Write out each entry, exactly the way it appears.

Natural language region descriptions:
--------

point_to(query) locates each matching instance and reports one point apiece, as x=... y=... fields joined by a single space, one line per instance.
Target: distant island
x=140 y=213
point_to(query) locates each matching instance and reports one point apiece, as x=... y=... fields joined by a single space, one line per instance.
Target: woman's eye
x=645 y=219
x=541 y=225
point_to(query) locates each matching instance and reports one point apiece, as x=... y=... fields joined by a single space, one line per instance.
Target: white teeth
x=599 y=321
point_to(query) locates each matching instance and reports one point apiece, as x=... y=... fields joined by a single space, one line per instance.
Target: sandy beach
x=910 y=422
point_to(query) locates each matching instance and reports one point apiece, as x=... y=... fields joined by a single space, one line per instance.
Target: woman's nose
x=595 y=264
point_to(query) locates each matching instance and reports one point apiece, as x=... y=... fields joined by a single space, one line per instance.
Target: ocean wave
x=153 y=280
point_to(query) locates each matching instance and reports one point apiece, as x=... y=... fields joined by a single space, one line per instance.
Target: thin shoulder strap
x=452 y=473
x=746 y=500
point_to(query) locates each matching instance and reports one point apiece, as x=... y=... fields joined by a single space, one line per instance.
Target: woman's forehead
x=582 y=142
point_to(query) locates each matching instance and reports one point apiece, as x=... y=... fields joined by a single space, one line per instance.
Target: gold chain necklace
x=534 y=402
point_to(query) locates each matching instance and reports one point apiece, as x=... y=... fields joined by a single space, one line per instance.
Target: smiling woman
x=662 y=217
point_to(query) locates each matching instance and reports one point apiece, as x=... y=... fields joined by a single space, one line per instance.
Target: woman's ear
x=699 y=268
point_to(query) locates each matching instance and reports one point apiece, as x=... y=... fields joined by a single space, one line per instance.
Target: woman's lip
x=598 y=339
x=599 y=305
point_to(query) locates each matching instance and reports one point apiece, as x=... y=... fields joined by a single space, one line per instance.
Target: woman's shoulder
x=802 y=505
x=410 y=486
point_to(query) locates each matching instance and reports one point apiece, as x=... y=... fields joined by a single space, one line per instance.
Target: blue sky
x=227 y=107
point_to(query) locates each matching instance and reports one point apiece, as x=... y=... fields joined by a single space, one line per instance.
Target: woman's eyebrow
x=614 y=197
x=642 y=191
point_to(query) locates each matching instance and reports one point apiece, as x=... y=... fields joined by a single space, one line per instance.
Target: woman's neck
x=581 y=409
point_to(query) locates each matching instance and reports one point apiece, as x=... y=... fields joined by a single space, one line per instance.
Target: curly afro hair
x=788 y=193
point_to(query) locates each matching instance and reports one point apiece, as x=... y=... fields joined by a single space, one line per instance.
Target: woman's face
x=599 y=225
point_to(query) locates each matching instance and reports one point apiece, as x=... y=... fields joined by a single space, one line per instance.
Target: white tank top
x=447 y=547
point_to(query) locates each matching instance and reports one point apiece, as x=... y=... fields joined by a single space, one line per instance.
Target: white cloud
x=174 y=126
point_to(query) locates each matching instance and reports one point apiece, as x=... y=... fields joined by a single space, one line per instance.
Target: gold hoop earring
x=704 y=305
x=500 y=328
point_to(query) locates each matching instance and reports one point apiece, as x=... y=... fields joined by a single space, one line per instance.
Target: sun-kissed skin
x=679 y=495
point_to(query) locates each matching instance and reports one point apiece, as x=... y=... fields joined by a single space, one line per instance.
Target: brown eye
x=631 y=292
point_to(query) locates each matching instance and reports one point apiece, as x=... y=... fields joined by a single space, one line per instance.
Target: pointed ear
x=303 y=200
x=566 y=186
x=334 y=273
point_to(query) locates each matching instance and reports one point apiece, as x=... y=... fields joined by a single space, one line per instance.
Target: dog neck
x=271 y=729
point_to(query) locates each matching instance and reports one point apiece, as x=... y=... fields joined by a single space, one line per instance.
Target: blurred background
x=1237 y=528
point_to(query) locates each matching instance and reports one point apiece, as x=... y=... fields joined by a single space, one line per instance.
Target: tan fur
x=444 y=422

--------

- **Result**
point_to(query) locates each matching instance and reports one point apiece, as x=... y=... fields joined by a single space, one line per instance.
Target: distant island
x=140 y=213
point_to(query) locates each matching instance and reports one point apiece, as x=... y=... fields joined by a single space, one line per instance.
Target: woman's eye
x=645 y=219
x=541 y=225
point_to(query) locates each matching instance and reports one point apiece, as x=... y=... fields joined by a single space, one line per instance.
Target: white teeth
x=599 y=321
point_to(query) locates each matching instance and reports one point apiece, as x=... y=... fields joined by a single space, one line per instance.
Target: sandy beach
x=910 y=422
point_to(query) locates each matching instance and reports one point apiece, as x=... y=... fields joined by a single space, one line per instance.
Target: woman's nose
x=595 y=264
point_to(query) locates each matching instance and reports one point apiece, as x=... y=... fields joined by a single space, one line per instance.
Target: ocean wave
x=153 y=280
point_to(query) locates each matching instance and reports one point apiece, as x=... y=... fields joined by a single space, one line per instance.
Target: thin shoulder strap
x=452 y=473
x=746 y=500
point_to(query) locates each matching instance and reports one point apiece, as x=... y=... fields joined by a single space, one line per instance.
Target: woman's forehead
x=582 y=142
point_to(query) locates each matching instance and reports one point apiece, as x=... y=... fields joined by a single space, one line per instance.
Target: gold chain necklace
x=534 y=402
point_to(query) locates each matching instance and reports one point apiece, as x=... y=... fields joined by a single space, one line per instance.
Target: smiling woman
x=662 y=217
point_to(query) locates each matching instance and reports one point apiece, as x=... y=... fields joined by a single space, one line per instance.
Target: woman's ear
x=699 y=268
point_to(query) locates each matching instance and reports one point apiece, as x=... y=... fields joined by a single space, one line per instance.
Target: woman's lip
x=598 y=339
x=599 y=305
point_to(query) locates each matching instance and reports one point apiece, as x=... y=... fields joined by a single space, one line per instance.
Target: woman's shoulder
x=802 y=505
x=410 y=486
point_to(query) locates each matching instance and reports one point apiece, as x=... y=... fields joined by a single space, one line per instance.
Target: blue sky
x=227 y=107
point_to(query) locates each matching instance and reports one point apiece, as x=... y=... fields joined by a single space, one line per instance.
Target: woman's eyebrow
x=614 y=197
x=642 y=191
point_to(query) locates each matching instance and reports one point apiece, as x=... y=... fields joined by a single space, one line per instance.
Target: woman's neck
x=581 y=409
point_to(query) locates each matching instance and reports one point apiece, as x=... y=... fields joined by a single space, one line per instance.
Target: curly afro hair
x=788 y=193
point_to(query) locates each matching instance and reports one point apiece, as x=... y=... fields joined by a single space, one line per instance.
Target: woman's face
x=599 y=225
point_to(query) locates each matching instance and reports one point apiece, as x=... y=... fields joined by a single space, one line per instance.
Target: white tank top
x=447 y=547
point_to(query) locates each matching instance and reports one point apiece, as x=... y=... fields joined by a single space, one line per instance.
Target: white cloud
x=174 y=126
point_to(query) locates each matching instance and reports one point apiece, as x=... y=... fields joined by a single space, one line per instance.
Target: gold hoop earring
x=704 y=305
x=500 y=328
point_to(query) locates each matching instance and reports one point apiece, as x=... y=... fields joined by a single space, one line per instance.
Target: sun-kissed skin
x=679 y=495
point_to(query) locates each matching instance and reports one point apiece, as x=... y=... fields joined by a single space, one line per instance.
Target: brown eye
x=631 y=292
point_to(query) locates each matching instance and reports one point apiece, as x=... y=... fields joined by a single space, one line per instance.
Target: pointed ear
x=303 y=200
x=566 y=186
x=334 y=273
point_to(query) locates each matching instance and reports one point apiece, as x=... y=... fields joined by a single space, one line per instance.
Target: dog neck
x=271 y=729
point_to(query) locates each matching instance and reports one point apiece, as x=... y=... fields joined by a single space, one line per instance.
Target: blurred background
x=1237 y=528
point_to(query) locates each matching instance and reports one point apiece, as x=... y=... fields joined by a single space, one line per instance.
Target: tan fur
x=444 y=422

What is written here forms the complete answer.